Police officer and commissioner

This biography, written by Richard S. Hill, was first published in the Dictionary of New Zealand Biography in 1996.

John Cullen was born in Glenfarne, County Leitrim, Ireland, and baptised there on 28 March 1850. He was the son of Mary McNulty and her husband, Patrick Cullen, a farmer. Details of Cullen's life are unknown until he joined the Royal Irish Constabulary in 1869. He married Rachel McGinley on 6 May 1874, at Killygordon, County Donegal; they had at least five sons and three daughters. He resigned his position in March 1876 in order to go to New Zealand. On the passage out on the Camperdown he was appointed a constable to police the passengers.

On 20 July 1876 Cullen joined the New Zealand Armed Constabulary. He was the first person to graduate from the Armed Constabulary depot into the police branch of the unified New Zealand Constabulary Force then being established. In January 1877 he was posted to Blenheim, where he won high praise from his superiors and was promoted to sergeant on 1 July 1878. He quickly established a reputation as a disciplinarian, and survived a number of accusations of overbearing behaviour towards his men and the public. Cullen moved steadily through the three NCO classes, serving in Dunedin, Timaru, Christchurch, Napier (where he was in charge of a sub-district from 1891) and Whanganui. In 1897 he was sent on a special undercover assignment to the prohibitionist King Country, to entrap sly-grog sellers. He travelled disguised as Mr Berkeley, life insurance agent, securing the convictions of 26 prominent violators of the licensing laws and much praise from authorities harried by temperance campaigners.

On 20 September 1897 Cullen was promoted to the position of inspector, third class, even though he ranked only 12th on the list of first-class sergeants in what had become the New Zealand Police Force in 1886. As the most junior commissioned officer he was posted to Greymouth, in charge of the Nelson and Westland District, but in 1898 was sent to relieve at the most important district covering Auckland, Waikato, the Bay of Islands and other northern areas; he was confirmed in permanent charge in December.

Cullen's disciplinarian style differed markedly from that of the modernising Commissioner J. B. Tunbridge: 'I am naturally a strict man', he acknowledged. But Cullen appreciated Tunbridge's professionalism, and Tunbridge and his successor, Walter Dinnie, needed a tough inspector to clean up 'a state of great disorganization' in Auckland. They were prepared to overlook serious indiscretions, which included open feuds with subordinates and important local public figures, and Cullen's vindictiveness towards the many he had fallen out with. Cullen, who was of imposing presence with penetrating eyes, 'stern-looking and officious', kept tight control over his men through a system of espionage run by his favourites within the Auckland district police and by civilian observers. Many felt that the methods of 'Czar Cullen' went beyond strictness and into the realm of the unscrupulous.

- _Goal a_: In the biography of John Cullen, what false identity did he assume during his 1897 undercover assignment in the King Country?
The text and the records have no connection to each other.

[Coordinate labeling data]
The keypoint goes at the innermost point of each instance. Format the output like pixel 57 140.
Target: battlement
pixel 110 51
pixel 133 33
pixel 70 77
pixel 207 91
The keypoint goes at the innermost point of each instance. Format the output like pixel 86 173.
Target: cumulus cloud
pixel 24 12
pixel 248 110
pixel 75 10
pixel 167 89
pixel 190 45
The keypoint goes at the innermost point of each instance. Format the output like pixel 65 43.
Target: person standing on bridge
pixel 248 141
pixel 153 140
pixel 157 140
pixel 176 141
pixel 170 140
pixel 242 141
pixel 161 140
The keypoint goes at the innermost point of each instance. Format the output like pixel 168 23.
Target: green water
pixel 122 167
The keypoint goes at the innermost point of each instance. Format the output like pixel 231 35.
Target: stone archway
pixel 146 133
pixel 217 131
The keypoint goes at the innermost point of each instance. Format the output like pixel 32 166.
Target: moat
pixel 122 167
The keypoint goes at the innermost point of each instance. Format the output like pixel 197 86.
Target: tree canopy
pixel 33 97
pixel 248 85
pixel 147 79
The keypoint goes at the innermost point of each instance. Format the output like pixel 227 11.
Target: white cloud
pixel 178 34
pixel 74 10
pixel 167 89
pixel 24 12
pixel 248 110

- _Goal b_: Update the records by replacing every "innermost" with "central" and leaving everything else unchanged.

- _Finished answer a_: He posed as Mr Berkeley, a life insurance agent.

- _Finished answer b_:
The keypoint goes at the central point of each instance. Format the output like pixel 57 140.
Target: battlement
pixel 110 51
pixel 133 33
pixel 70 77
pixel 207 91
The keypoint goes at the central point of each instance. Format the output like pixel 86 173.
Target: cumulus cloud
pixel 24 12
pixel 248 110
pixel 75 10
pixel 167 89
pixel 190 45
The keypoint goes at the central point of each instance. Format the output like pixel 65 43.
Target: person standing on bridge
pixel 248 141
pixel 153 140
pixel 157 140
pixel 176 141
pixel 170 140
pixel 242 141
pixel 161 140
The keypoint goes at the central point of each instance. Format the output like pixel 168 23.
Target: green water
pixel 122 167
The keypoint goes at the central point of each instance. Format the output like pixel 231 35.
Target: stone archway
pixel 146 133
pixel 217 131
The keypoint goes at the central point of each instance. Format the output like pixel 32 166.
Target: moat
pixel 122 167
The keypoint goes at the central point of each instance. Format the output like pixel 197 86.
Target: tree canopy
pixel 33 97
pixel 248 85
pixel 147 79
The keypoint goes at the central point of each instance. Format the output like pixel 227 11.
Target: white cloud
pixel 178 34
pixel 74 10
pixel 167 89
pixel 24 12
pixel 248 110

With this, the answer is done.